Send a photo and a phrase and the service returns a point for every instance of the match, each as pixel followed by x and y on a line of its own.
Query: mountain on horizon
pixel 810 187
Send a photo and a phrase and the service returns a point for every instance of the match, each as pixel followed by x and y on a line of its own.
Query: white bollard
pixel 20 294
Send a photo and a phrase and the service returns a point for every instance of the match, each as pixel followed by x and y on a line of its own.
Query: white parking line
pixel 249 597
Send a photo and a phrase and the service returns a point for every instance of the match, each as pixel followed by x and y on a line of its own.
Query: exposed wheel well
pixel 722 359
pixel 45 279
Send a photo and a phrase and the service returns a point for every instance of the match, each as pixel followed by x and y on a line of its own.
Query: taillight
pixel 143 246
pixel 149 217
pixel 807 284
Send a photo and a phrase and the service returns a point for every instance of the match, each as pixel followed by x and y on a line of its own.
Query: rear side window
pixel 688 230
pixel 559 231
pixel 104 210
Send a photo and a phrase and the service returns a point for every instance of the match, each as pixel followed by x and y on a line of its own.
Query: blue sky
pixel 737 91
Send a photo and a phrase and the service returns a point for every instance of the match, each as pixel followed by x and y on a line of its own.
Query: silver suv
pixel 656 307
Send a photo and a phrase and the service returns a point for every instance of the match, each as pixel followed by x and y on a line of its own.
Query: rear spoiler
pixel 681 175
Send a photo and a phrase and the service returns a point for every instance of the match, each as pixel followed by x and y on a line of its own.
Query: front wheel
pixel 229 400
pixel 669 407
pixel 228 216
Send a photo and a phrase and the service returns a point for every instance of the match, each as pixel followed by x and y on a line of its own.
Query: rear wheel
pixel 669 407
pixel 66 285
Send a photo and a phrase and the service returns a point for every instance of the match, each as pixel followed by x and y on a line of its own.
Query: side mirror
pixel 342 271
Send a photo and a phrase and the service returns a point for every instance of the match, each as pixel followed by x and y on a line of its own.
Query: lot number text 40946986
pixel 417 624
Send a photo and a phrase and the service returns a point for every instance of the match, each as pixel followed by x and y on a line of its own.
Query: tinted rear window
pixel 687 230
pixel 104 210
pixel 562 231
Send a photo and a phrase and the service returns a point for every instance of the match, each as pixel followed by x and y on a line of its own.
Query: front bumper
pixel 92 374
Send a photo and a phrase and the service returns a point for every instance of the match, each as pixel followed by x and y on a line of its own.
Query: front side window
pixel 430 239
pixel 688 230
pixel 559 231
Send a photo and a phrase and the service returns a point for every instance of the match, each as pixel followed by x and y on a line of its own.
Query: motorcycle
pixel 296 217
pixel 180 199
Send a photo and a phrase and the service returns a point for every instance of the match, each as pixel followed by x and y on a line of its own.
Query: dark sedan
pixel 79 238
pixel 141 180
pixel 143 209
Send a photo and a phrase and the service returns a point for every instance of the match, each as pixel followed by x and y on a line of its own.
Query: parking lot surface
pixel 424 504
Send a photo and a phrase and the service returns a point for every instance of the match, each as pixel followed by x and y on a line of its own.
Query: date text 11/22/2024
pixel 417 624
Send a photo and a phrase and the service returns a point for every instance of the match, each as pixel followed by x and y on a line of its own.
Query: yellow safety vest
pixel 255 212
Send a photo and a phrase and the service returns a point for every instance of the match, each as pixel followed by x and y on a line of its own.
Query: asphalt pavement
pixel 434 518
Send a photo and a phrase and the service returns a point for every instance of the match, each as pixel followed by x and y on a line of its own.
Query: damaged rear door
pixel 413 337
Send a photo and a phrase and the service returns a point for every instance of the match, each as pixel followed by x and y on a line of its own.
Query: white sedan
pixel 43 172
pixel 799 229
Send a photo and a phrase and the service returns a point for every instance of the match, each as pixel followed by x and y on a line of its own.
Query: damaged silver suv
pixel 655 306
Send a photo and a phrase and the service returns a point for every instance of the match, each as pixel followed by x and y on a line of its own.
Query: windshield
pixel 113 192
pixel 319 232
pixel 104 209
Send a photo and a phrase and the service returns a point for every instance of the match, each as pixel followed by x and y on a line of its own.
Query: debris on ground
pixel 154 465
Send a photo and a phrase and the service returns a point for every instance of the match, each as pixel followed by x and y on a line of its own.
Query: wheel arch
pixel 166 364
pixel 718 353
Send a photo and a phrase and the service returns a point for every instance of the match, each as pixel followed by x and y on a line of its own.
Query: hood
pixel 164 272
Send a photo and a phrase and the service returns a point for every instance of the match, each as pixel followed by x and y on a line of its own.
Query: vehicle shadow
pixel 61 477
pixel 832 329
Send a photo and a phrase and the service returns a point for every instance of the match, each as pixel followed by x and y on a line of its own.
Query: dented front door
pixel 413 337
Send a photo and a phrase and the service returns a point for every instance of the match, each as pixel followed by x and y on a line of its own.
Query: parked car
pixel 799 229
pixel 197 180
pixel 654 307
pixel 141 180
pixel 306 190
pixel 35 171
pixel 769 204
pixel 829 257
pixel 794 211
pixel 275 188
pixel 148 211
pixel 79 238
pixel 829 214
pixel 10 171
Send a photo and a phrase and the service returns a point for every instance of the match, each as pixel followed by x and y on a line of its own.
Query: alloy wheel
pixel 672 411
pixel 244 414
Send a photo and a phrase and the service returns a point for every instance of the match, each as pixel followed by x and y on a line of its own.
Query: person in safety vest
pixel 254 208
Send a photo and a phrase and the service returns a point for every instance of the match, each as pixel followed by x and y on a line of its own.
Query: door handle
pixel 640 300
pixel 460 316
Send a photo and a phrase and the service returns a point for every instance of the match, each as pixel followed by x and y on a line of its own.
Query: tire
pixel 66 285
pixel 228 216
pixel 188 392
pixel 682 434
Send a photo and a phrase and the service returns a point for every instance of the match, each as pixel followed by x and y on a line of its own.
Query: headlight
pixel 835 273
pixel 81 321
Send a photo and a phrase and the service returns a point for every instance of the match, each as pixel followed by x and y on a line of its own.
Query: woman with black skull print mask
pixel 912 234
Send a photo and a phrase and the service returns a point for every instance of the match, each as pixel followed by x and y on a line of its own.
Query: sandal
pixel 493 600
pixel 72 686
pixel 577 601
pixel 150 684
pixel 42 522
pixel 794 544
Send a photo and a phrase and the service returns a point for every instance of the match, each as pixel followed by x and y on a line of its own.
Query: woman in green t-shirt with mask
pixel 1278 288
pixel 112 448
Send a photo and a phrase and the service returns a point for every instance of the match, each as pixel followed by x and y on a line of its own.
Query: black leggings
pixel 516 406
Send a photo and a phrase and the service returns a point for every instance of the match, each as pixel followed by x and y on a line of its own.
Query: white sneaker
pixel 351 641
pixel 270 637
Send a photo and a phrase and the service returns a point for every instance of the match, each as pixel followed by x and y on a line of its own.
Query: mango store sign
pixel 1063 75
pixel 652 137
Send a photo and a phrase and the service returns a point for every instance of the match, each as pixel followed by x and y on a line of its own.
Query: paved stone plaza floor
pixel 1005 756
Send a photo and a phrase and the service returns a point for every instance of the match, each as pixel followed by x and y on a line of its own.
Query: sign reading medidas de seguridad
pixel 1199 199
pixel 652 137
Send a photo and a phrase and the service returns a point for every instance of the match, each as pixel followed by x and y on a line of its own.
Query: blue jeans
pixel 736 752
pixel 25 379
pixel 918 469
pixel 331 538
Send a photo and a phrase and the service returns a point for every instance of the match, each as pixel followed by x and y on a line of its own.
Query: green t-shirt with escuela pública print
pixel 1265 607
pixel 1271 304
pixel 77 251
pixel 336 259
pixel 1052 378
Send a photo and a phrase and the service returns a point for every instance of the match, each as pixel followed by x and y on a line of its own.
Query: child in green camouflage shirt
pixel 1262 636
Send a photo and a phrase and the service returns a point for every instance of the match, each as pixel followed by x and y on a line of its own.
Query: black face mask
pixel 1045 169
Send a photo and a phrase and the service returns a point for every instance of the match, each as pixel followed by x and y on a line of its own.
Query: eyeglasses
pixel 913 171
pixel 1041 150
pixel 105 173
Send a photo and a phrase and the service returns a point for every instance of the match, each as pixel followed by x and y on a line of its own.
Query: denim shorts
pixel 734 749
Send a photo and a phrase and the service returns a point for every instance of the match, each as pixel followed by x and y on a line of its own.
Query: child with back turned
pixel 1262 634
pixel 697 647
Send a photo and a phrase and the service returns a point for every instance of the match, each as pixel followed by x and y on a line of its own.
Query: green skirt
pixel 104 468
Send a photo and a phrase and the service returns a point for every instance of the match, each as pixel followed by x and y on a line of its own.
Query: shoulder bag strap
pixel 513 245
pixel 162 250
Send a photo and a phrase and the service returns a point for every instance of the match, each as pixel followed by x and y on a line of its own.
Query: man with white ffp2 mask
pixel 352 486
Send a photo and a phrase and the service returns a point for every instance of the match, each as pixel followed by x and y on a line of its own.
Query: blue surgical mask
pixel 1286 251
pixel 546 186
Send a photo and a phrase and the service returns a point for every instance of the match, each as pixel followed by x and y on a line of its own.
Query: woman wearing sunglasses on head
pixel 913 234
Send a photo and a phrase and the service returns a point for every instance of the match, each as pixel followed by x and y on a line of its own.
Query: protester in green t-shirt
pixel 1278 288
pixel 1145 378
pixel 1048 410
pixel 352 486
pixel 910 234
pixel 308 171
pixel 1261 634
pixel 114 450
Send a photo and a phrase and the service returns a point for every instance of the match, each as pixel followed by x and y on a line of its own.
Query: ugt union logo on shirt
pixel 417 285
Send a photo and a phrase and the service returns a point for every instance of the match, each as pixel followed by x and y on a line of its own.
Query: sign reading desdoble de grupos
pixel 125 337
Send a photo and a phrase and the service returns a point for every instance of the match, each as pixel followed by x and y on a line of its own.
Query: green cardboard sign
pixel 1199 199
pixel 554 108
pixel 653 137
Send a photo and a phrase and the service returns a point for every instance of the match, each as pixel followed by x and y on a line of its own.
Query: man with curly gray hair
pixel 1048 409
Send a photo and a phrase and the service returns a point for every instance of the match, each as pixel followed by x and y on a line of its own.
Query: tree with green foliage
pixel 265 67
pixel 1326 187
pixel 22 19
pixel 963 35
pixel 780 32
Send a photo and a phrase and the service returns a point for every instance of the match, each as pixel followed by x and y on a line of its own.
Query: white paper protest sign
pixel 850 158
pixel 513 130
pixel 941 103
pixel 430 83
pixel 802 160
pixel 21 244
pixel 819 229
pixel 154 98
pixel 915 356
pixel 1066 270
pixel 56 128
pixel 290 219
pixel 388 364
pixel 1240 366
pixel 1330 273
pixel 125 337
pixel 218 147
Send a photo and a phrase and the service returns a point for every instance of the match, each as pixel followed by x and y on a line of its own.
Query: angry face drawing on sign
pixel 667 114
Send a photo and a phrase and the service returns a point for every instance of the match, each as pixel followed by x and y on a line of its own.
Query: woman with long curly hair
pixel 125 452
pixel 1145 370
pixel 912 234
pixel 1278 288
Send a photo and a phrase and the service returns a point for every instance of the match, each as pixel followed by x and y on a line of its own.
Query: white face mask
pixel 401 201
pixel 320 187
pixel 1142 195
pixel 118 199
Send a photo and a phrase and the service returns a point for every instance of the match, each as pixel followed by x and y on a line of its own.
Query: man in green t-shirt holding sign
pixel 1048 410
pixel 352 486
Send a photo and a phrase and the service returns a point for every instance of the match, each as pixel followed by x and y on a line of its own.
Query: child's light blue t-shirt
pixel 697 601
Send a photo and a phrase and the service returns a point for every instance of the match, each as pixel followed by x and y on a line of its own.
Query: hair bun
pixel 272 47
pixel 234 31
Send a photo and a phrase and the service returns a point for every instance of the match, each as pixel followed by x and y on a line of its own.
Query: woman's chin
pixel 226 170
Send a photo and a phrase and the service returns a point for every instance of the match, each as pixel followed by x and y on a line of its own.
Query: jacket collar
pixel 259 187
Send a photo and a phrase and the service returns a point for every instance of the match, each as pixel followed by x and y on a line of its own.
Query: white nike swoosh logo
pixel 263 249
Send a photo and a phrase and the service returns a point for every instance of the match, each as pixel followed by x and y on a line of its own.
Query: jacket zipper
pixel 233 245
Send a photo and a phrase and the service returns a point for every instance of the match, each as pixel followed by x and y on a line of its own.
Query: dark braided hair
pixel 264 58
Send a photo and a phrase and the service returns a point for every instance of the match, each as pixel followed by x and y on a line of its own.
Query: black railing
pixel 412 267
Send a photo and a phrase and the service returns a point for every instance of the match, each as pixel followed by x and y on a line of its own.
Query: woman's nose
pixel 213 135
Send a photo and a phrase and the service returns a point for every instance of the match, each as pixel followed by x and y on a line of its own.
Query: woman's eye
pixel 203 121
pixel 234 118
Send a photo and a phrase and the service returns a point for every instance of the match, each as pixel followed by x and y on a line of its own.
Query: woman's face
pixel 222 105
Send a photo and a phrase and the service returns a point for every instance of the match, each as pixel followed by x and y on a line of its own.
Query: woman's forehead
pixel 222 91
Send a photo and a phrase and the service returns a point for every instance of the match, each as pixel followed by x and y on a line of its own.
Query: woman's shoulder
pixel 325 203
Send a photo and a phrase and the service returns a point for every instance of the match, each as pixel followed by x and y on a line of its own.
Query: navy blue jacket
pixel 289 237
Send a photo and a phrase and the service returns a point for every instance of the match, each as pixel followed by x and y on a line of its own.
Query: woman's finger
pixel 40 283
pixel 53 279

= = = =

> **WHAT THE TASK REQUIRES**
The answer is the line holding "Query: woman's shoulder" and all the lines after it through the end of the records, repeated exactly.

> **TASK RESPONSE**
Query: woman's shoulder
pixel 325 203
Send a photo and a phrase and the service returns a point for every instance of the match, each as pixel followed by x and y on a line of its own.
Query: navy blue jacket
pixel 289 237
Send a photo and a phrase and the service returns a point for every instance of the match, each as pixel followed by x and y on a line of its own.
Query: woman's finger
pixel 40 283
pixel 53 279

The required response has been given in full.